YOUR GOAL: The data needs to be returned in full, exactly as it reads.

[Saved data entries]
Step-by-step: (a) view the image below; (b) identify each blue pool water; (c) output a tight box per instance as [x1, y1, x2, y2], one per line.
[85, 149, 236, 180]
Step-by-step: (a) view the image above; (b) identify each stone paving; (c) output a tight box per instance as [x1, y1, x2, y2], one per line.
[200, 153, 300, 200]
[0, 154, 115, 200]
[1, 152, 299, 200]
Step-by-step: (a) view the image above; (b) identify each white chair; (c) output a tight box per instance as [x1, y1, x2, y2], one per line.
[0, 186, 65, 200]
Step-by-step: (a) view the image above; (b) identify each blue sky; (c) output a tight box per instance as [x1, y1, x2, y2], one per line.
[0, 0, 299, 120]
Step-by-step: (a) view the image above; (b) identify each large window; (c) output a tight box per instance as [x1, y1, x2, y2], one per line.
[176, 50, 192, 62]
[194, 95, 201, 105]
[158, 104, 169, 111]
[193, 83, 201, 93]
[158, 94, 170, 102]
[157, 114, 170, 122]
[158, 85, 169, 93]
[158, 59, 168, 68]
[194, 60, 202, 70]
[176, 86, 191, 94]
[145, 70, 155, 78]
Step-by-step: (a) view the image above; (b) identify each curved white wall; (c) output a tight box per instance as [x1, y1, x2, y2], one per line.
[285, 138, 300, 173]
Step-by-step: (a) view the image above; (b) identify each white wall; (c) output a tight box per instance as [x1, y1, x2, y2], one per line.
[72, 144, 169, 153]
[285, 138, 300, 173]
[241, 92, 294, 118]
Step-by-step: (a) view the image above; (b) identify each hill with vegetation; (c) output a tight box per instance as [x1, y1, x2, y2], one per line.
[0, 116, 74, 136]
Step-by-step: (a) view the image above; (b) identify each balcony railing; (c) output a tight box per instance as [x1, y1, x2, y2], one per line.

SOLVED PROBLEM:
Step-by-step: (a) view the image below; (b) identify each blue pool water; (c) output a tight box per instance as [x1, y1, x2, y2], one per line.
[85, 149, 236, 180]
Step-by-step: (a) view the image above; (b) identify each stone paving; (c) output a tight box per instance as [x1, y1, x2, y2], one per line.
[200, 153, 300, 200]
[0, 154, 115, 200]
[1, 152, 299, 200]
Step-by-step: (a) view the image above; (b) identify each white chair; (c) output a tight box per instance as [x1, y1, x2, y2], one per line.
[0, 186, 65, 200]
Step-by-step: (a) view the image above; (b) identify each blue sky; (c) output a tight box per instance as [x1, y1, x2, y2], one per line.
[0, 0, 299, 120]
Step-by-step: (a) view the image above; (b) identify each large window; (c) output a tight box per instance as [x1, y1, x2, y2], one per line.
[176, 50, 192, 62]
[194, 95, 201, 105]
[158, 104, 169, 111]
[193, 83, 201, 93]
[158, 94, 170, 102]
[157, 114, 170, 122]
[158, 85, 169, 93]
[158, 59, 168, 68]
[194, 60, 202, 70]
[176, 86, 191, 94]
[145, 70, 155, 78]
Step-by-step: (a) view the image above; (b) identify each curved white wall; (c) output a tight box per instance as [x1, y1, x2, y2], one per line.
[285, 138, 300, 173]
Step-by-step: (a) view the image above; (b) identify each white wall; (c) output a tight box per instance as [x1, y1, x2, y2], one per line.
[72, 144, 169, 153]
[285, 138, 300, 173]
[241, 92, 294, 118]
Step-by-step: (a) view the image above; (b) identify each hill with vegetation; (c) output a tight box per instance as [x1, y1, x2, y2], one per line.
[0, 116, 74, 136]
Step-by-step: (a) view the image above; (b) identify each balcony railing; (c) output a tight box per instance as [x1, y1, x2, y2], one per line.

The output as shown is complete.